Select every line below that contains the string "vegetation" and copy each one. Case counts when matching.

= = = =

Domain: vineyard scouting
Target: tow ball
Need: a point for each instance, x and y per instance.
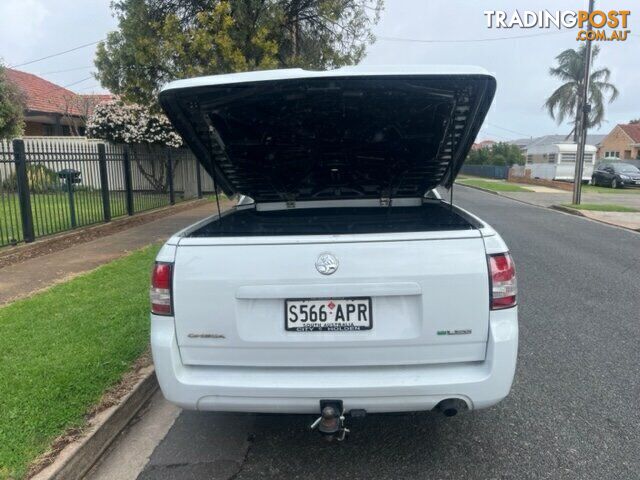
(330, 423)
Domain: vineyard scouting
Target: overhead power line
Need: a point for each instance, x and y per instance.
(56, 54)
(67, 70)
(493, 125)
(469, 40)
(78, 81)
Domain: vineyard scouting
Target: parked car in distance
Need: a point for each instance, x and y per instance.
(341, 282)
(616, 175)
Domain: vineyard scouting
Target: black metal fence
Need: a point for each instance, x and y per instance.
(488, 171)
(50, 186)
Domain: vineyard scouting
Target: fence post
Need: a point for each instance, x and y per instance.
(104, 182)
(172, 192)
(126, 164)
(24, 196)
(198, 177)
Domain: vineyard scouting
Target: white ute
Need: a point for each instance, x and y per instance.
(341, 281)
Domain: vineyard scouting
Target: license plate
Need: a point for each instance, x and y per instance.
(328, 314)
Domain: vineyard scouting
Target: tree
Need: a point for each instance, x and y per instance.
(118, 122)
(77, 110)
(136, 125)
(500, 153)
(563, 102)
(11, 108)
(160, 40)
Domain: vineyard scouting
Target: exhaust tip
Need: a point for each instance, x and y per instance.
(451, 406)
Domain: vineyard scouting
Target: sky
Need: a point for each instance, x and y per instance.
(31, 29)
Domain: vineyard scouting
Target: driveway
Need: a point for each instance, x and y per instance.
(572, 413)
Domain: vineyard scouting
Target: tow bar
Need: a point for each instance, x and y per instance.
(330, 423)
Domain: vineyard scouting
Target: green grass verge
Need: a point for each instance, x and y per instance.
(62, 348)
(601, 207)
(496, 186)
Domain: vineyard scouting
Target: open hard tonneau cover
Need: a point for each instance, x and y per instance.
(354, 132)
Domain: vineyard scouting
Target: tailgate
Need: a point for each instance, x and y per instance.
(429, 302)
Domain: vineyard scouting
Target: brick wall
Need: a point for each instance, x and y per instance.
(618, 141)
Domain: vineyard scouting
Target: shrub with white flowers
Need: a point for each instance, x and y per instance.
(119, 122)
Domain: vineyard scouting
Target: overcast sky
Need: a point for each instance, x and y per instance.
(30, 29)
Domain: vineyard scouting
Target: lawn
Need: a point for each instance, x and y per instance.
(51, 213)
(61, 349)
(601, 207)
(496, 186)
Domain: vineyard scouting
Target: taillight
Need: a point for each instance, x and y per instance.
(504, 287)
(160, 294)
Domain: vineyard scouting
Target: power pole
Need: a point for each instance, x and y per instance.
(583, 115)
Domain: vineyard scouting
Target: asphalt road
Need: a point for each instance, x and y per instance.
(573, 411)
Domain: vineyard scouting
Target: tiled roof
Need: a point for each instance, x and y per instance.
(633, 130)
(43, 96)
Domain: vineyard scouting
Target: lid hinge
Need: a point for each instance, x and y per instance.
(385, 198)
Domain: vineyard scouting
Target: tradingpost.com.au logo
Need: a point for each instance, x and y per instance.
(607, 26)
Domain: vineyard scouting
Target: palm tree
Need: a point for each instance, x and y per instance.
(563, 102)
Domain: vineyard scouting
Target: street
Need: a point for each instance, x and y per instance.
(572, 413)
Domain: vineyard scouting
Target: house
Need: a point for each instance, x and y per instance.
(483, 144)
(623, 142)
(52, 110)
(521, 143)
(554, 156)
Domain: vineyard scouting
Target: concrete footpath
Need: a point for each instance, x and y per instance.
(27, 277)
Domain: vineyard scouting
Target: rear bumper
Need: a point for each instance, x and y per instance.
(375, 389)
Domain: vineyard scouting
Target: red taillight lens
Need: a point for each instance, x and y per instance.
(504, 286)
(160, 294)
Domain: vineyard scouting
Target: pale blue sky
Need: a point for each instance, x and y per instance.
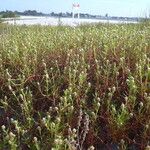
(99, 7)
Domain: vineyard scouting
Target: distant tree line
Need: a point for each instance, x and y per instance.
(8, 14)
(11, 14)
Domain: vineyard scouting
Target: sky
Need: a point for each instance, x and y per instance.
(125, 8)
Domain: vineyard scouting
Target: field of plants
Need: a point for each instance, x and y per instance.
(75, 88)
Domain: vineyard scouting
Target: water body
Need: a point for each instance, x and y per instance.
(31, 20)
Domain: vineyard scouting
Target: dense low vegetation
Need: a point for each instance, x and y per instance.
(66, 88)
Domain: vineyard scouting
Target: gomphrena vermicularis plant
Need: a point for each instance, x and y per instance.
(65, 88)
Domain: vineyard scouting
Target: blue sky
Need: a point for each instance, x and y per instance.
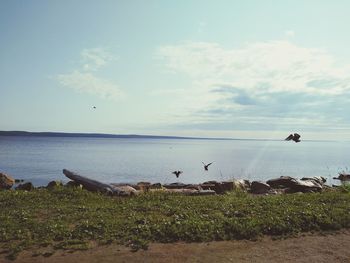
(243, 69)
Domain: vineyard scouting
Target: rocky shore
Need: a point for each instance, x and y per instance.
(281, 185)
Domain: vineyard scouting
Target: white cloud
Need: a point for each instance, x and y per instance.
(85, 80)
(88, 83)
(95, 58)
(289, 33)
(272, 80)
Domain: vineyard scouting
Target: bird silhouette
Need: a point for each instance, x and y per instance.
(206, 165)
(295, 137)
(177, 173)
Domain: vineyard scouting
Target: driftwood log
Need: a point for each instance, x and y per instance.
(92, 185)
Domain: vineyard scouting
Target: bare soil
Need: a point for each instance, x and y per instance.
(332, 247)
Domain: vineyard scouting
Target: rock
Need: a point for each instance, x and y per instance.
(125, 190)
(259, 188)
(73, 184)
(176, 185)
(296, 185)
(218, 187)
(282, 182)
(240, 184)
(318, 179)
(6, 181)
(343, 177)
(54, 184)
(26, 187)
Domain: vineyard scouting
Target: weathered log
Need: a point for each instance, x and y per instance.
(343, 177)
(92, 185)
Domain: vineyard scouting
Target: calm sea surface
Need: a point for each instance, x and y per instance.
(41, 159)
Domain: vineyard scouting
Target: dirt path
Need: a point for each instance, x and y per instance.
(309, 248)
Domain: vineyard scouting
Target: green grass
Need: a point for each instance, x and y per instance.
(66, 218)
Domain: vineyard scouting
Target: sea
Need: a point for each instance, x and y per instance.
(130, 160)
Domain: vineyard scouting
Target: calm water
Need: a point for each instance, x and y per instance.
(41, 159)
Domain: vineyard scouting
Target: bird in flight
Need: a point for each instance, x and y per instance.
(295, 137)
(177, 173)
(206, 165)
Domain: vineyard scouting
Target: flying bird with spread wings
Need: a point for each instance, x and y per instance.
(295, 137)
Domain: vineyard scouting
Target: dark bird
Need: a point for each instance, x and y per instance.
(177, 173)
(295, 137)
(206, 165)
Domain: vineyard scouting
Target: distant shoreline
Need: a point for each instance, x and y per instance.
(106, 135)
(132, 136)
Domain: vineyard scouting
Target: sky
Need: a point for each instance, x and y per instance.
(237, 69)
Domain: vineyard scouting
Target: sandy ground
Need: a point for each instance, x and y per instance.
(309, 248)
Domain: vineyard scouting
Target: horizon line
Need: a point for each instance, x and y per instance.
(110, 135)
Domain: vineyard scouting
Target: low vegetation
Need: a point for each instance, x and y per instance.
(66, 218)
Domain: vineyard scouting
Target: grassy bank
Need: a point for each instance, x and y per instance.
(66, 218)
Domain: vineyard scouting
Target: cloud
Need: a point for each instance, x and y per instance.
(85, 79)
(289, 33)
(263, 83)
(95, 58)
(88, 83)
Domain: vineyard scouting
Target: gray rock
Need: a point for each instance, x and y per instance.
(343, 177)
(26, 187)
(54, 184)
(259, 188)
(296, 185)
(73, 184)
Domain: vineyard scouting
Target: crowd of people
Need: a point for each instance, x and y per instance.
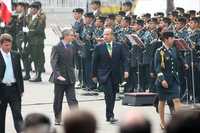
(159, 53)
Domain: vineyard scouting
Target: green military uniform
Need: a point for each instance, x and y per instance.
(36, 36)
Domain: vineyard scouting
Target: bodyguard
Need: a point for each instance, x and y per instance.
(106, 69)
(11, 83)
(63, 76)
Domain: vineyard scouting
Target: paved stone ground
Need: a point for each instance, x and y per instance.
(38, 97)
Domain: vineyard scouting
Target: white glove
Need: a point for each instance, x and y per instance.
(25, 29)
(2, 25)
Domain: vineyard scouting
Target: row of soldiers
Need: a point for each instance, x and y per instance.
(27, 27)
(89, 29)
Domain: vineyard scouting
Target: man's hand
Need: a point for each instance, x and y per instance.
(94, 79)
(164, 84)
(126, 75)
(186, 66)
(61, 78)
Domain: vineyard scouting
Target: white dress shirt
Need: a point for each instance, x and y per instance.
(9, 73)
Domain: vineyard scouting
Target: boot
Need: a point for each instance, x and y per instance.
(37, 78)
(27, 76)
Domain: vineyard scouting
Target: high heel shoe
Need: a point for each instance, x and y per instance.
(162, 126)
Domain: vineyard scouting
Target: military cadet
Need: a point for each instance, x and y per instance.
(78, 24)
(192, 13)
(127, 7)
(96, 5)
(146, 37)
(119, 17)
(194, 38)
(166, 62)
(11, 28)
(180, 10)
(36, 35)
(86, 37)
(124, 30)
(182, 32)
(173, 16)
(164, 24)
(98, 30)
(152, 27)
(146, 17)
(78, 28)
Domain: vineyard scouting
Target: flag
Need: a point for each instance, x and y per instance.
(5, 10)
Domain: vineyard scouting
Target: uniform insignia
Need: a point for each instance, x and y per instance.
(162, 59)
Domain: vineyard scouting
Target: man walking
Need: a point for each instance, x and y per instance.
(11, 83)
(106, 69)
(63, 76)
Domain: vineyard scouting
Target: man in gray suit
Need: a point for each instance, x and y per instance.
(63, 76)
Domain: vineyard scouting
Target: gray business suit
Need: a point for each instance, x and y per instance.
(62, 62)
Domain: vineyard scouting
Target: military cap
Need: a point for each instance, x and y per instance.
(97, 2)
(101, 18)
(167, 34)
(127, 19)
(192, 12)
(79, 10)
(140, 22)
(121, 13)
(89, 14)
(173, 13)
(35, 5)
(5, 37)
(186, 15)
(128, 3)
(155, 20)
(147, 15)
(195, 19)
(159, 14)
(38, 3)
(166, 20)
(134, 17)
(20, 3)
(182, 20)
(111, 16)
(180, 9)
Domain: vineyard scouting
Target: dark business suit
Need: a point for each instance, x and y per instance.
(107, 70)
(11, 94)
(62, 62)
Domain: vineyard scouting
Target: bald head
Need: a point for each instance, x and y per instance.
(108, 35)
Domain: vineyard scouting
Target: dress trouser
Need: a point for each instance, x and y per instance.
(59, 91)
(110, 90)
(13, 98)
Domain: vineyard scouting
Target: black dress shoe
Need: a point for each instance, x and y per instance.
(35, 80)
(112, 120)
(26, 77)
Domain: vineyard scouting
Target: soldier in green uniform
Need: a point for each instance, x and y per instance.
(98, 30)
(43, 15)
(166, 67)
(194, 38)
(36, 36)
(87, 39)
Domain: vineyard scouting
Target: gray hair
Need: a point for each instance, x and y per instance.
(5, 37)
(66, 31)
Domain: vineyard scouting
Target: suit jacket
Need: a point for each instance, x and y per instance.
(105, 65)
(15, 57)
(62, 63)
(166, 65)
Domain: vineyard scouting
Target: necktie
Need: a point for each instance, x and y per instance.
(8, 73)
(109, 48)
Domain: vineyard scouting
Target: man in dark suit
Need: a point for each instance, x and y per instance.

= = = =

● EXERCISE SOLUTION
Target: dense low vegetation
Target: low vegetation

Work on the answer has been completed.